(Zeilen eines Datensatzes zum Zeigen auf Objekte)
::::
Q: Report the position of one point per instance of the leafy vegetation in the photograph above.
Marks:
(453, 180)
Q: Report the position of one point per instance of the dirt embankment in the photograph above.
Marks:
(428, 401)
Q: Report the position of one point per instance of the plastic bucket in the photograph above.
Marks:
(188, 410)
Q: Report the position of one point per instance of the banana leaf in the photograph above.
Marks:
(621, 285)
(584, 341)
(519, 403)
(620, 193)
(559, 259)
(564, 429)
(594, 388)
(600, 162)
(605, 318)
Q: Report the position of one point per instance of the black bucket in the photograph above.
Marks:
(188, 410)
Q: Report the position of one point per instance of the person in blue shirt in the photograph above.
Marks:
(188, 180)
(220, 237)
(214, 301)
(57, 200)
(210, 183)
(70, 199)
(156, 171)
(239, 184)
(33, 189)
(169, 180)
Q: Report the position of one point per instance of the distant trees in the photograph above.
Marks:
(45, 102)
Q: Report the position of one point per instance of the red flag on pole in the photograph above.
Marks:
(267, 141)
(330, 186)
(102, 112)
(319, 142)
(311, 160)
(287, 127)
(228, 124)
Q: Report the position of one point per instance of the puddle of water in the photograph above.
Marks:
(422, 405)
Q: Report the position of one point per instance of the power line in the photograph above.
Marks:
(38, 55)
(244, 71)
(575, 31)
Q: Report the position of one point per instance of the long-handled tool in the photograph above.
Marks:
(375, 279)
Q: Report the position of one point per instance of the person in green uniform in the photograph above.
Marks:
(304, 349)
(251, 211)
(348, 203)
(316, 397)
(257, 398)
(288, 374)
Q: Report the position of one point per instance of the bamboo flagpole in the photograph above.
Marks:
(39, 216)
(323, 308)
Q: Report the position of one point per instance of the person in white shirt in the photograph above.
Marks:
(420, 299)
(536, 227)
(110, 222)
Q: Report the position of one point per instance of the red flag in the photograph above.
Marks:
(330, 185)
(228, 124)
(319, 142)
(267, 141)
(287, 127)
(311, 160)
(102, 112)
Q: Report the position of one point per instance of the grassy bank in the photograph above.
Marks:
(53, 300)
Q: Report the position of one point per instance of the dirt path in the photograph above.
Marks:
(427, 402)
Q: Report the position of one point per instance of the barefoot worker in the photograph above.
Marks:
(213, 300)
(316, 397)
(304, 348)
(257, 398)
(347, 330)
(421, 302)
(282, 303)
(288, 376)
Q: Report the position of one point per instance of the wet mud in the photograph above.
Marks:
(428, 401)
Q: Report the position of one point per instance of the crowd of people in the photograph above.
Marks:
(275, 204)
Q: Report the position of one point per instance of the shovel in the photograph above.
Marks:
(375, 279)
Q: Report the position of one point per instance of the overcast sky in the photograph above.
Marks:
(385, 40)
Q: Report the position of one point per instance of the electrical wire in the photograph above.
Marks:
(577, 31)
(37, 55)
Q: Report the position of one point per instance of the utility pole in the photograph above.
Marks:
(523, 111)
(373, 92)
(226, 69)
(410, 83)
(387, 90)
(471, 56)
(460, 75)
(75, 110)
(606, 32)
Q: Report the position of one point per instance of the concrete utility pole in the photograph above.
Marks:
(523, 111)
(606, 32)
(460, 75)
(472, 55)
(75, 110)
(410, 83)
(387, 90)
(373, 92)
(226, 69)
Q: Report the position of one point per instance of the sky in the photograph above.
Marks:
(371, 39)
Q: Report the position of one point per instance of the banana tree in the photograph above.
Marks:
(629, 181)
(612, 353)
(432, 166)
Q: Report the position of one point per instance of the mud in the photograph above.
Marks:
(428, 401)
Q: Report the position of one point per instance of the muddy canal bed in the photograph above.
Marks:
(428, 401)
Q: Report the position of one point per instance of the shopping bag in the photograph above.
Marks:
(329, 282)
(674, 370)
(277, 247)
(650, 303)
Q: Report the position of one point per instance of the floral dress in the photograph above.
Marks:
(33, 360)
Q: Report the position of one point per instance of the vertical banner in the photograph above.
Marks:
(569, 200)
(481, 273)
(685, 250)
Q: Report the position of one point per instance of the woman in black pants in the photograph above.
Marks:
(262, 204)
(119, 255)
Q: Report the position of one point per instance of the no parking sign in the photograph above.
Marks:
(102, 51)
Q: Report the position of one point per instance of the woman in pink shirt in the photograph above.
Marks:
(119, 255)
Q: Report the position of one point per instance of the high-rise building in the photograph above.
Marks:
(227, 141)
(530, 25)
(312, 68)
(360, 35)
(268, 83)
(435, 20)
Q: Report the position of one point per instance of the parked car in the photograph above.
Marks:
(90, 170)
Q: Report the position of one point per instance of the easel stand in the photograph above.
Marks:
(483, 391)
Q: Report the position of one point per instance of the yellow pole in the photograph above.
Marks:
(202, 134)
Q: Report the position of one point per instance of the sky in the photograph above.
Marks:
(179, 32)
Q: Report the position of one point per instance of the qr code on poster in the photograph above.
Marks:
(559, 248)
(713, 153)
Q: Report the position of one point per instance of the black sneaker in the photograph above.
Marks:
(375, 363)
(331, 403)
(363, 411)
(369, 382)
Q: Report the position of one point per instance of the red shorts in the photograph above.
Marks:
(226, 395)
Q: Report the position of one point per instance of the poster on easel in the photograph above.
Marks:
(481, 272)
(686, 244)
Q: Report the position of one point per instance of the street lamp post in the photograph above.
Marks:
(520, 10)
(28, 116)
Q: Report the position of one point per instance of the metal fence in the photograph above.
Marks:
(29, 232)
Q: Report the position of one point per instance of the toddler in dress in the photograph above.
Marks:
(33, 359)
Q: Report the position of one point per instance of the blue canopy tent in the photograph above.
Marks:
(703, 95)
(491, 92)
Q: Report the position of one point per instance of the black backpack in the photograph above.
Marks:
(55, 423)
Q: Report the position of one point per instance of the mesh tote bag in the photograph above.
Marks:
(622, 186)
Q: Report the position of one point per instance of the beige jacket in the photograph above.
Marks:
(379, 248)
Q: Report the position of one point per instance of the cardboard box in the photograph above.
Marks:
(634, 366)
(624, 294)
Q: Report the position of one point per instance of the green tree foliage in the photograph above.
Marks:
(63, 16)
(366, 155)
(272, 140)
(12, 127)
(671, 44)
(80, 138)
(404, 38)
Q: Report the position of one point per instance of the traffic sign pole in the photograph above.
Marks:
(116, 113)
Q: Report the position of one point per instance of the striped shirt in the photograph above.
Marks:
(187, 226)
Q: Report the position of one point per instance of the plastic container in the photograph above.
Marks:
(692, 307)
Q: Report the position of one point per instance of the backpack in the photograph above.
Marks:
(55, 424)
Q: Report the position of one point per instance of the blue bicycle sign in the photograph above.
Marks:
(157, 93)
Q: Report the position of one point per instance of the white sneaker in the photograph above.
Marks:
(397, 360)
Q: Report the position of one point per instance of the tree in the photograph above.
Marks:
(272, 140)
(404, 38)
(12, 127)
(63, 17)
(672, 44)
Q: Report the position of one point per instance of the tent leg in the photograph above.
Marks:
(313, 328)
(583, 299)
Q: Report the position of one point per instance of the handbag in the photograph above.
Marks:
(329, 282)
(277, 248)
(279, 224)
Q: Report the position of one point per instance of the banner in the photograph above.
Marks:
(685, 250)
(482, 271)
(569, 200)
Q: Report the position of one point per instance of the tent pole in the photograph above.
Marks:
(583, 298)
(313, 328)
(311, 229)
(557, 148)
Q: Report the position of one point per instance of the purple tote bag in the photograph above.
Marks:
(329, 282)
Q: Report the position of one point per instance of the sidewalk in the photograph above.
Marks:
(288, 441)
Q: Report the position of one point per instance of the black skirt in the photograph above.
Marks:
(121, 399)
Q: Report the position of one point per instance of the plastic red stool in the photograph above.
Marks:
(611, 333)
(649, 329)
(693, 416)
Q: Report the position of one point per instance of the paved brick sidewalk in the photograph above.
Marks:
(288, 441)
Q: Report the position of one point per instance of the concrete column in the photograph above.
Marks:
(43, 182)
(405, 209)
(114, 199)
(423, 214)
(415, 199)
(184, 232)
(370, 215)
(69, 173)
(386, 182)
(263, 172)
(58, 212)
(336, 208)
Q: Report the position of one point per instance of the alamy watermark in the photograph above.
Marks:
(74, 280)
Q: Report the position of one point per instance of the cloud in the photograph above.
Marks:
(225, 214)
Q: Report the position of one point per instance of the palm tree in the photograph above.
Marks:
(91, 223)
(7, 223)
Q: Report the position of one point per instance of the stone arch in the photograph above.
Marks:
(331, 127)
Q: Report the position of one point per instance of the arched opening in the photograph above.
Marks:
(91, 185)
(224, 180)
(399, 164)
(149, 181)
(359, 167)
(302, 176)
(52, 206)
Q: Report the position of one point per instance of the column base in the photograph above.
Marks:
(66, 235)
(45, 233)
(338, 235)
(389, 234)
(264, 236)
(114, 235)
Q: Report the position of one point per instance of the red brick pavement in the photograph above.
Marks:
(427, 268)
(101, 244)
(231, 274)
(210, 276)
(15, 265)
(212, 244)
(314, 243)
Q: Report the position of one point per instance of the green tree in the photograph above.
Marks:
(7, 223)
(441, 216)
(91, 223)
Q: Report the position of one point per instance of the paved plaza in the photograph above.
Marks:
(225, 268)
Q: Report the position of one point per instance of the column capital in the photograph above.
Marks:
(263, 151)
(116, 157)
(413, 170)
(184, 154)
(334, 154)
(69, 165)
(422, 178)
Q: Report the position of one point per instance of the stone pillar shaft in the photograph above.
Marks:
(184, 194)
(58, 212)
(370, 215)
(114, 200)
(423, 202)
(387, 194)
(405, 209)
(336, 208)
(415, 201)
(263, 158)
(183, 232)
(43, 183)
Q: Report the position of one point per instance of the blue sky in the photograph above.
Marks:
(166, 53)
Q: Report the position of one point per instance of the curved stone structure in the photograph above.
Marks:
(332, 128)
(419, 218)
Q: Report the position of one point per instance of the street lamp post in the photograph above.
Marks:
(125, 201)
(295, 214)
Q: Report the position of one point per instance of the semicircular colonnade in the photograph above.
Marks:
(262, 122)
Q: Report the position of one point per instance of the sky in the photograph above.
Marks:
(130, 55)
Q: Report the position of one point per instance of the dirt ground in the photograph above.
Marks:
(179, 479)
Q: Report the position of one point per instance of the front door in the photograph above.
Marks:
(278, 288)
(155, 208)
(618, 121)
::::
● Zu erledigende Aufgabe
Bearbeite die Einträge von der Zeile mit „door in the photograph above.“ bis zum Ende der Einträge, indem du „front door“ durch „entrance“ ersetzt und alles andere unverändert wiedergibst.

● Lösung dieser Übung
Q: Report the position of one point per instance of the entrance in the photograph above.
Marks:
(278, 288)
(155, 208)
(618, 121)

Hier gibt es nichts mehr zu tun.